● Short task
Switch "glove finger" to "gloved finger" in everything from the start of the material down to the line containing "[[[53,88],[53,87],[55,86],[55,81],[51,81],[49,85],[51,88]]]", both ends included, and leave all else unchanged. Give only those lines, without the pictures.

● Data for the task
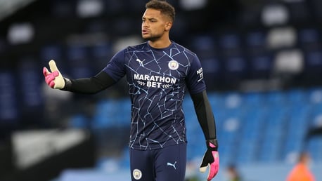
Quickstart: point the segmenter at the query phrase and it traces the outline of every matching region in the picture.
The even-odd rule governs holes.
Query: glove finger
[[[53,88],[53,87],[55,86],[55,81],[51,81],[49,85],[51,88]]]
[[[218,173],[219,169],[219,156],[217,152],[213,152],[214,162],[210,164],[207,180],[211,180]]]
[[[42,73],[44,74],[44,76],[46,77],[48,74],[50,74],[49,71],[48,71],[47,68],[44,67],[42,69]]]
[[[207,170],[207,166],[202,166],[202,167],[199,168],[199,171],[201,173],[205,173]]]
[[[55,79],[55,76],[52,74],[50,74],[49,75],[46,76],[46,82],[47,83],[49,83],[51,81],[53,81],[54,79]]]
[[[56,63],[55,62],[55,60],[51,60],[51,61],[49,61],[49,68],[51,69],[51,72],[53,72],[55,71],[58,71],[58,69],[57,68],[57,65],[56,65]]]

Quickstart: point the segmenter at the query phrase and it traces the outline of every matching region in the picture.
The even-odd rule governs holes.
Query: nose
[[[142,22],[142,27],[148,27],[148,23],[147,22],[147,21]]]

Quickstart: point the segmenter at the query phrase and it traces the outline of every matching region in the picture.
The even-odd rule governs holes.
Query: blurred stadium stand
[[[147,1],[0,1],[0,151],[10,152],[15,131],[86,130],[97,163],[62,170],[56,180],[129,180],[125,81],[95,95],[58,93],[44,85],[41,69],[55,59],[67,77],[95,74],[116,51],[143,41]],[[177,11],[172,39],[203,66],[220,142],[217,180],[229,163],[245,165],[247,180],[282,180],[304,149],[322,180],[322,138],[304,139],[322,126],[322,1],[169,1]],[[187,177],[202,177],[196,172],[204,138],[189,95],[184,111]]]

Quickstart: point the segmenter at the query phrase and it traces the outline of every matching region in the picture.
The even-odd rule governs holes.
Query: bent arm
[[[206,140],[217,139],[216,123],[206,90],[191,96]]]
[[[64,79],[65,86],[62,90],[84,94],[94,94],[115,83],[115,81],[103,71],[90,78]]]

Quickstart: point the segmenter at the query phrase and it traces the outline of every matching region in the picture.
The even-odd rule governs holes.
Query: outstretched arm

● Response to this task
Quickstart: point the segmenter at the query phrase and it traces the outline of every matching region in the picture.
The even-odd rule governs holes.
Query: gloved finger
[[[53,88],[53,87],[55,86],[55,81],[51,81],[49,85],[51,88]]]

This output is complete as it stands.